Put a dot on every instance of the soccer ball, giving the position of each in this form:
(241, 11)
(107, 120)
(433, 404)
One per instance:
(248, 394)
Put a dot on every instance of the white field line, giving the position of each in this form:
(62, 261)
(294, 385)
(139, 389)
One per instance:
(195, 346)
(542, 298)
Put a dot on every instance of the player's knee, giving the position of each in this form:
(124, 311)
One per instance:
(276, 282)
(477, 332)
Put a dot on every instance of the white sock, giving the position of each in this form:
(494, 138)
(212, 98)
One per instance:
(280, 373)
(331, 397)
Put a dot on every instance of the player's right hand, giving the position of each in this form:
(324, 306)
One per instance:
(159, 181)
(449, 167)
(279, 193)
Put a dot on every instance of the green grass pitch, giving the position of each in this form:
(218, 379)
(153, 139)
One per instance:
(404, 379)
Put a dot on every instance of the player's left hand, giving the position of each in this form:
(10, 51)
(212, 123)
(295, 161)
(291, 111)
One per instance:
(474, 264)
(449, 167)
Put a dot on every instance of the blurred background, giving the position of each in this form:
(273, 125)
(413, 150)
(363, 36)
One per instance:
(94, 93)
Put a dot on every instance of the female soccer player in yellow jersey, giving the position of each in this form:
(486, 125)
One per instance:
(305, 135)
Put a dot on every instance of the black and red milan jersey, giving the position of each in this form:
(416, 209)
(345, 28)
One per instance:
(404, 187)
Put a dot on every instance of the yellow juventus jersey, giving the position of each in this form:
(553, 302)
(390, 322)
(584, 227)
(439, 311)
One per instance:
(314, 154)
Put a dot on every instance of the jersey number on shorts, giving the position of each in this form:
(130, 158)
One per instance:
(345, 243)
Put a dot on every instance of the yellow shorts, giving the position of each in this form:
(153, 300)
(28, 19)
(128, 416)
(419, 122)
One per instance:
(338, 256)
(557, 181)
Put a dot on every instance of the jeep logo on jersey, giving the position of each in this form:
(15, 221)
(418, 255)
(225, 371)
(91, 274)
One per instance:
++++++++++++++++++++
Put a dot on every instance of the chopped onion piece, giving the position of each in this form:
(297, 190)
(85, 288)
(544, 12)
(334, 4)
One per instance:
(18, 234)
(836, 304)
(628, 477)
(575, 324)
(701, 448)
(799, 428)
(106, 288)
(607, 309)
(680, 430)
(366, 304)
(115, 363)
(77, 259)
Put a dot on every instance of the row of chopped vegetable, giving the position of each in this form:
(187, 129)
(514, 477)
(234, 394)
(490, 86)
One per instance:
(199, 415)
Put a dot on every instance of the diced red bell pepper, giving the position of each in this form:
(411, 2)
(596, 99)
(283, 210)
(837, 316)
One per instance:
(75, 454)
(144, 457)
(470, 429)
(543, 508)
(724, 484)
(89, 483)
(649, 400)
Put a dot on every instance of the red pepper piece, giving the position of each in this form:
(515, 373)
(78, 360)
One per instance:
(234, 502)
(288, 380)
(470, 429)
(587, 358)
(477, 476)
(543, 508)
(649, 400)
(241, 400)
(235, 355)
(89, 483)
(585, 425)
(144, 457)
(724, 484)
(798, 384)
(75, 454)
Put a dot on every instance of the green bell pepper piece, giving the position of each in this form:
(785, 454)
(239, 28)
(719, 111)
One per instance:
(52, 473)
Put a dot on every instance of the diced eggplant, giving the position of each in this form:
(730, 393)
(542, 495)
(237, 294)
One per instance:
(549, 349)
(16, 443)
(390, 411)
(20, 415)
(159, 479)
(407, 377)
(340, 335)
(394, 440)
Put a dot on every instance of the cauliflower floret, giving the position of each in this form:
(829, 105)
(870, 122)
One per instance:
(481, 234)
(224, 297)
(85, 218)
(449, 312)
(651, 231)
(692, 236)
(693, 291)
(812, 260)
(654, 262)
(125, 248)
++++++++++++++++++++
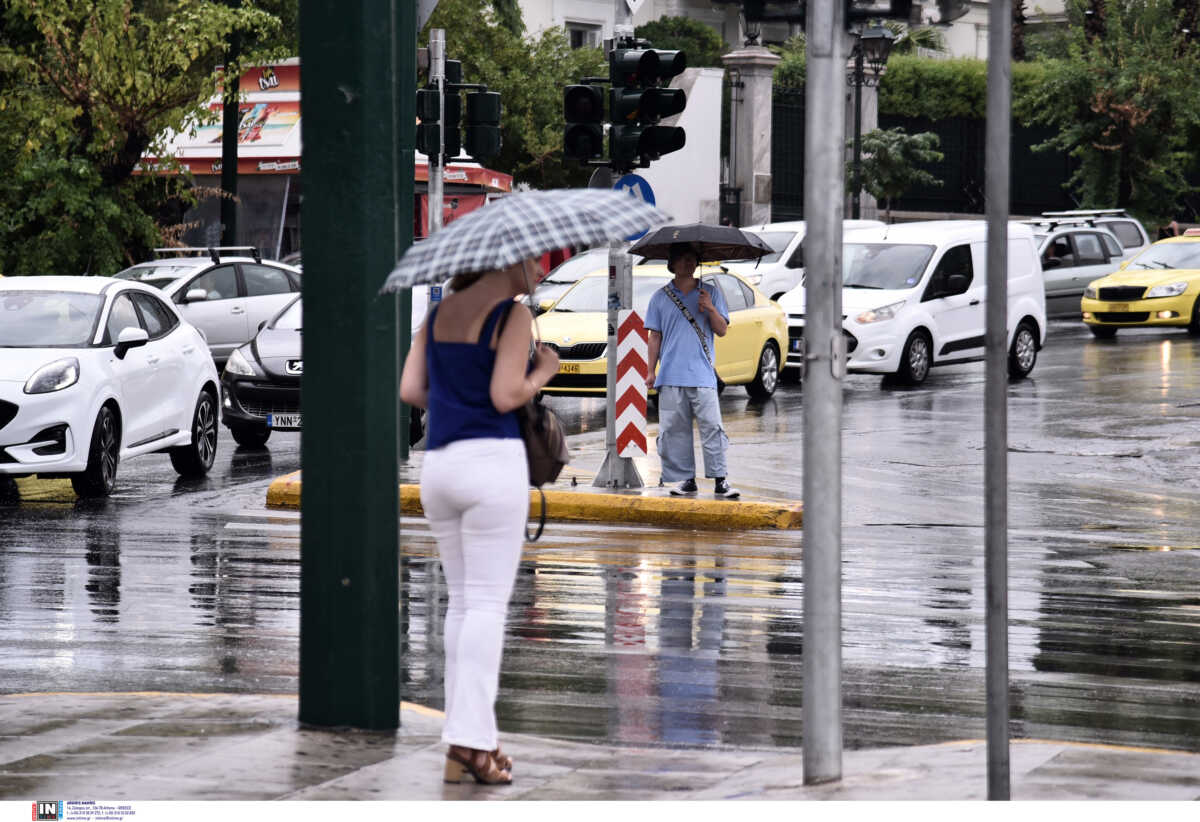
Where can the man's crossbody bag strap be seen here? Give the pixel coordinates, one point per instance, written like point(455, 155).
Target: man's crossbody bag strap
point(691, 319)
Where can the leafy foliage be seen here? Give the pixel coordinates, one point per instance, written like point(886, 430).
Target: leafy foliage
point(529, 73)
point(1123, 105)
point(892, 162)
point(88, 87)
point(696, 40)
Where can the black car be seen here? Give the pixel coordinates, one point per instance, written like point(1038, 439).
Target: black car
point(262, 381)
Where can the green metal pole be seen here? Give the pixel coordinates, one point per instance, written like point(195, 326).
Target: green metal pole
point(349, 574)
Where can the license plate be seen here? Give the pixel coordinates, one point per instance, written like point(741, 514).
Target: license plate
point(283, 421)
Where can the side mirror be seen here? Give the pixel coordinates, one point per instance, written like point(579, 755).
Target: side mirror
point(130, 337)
++++++++++++++++++++
DIRECTIONS FOR THIS TASK: Please pull out every line in the entries above that contains the word "piece" and list those lines unchanged.

TASK RESULT:
Put a dot on every instance of the chopped onion piece, giving the position of each in this form:
Put a dot on every instance of the red pepper piece, giving the position of each in this form:
Put a dot on every instance of the green bell pepper piece, giving the position of each in this form:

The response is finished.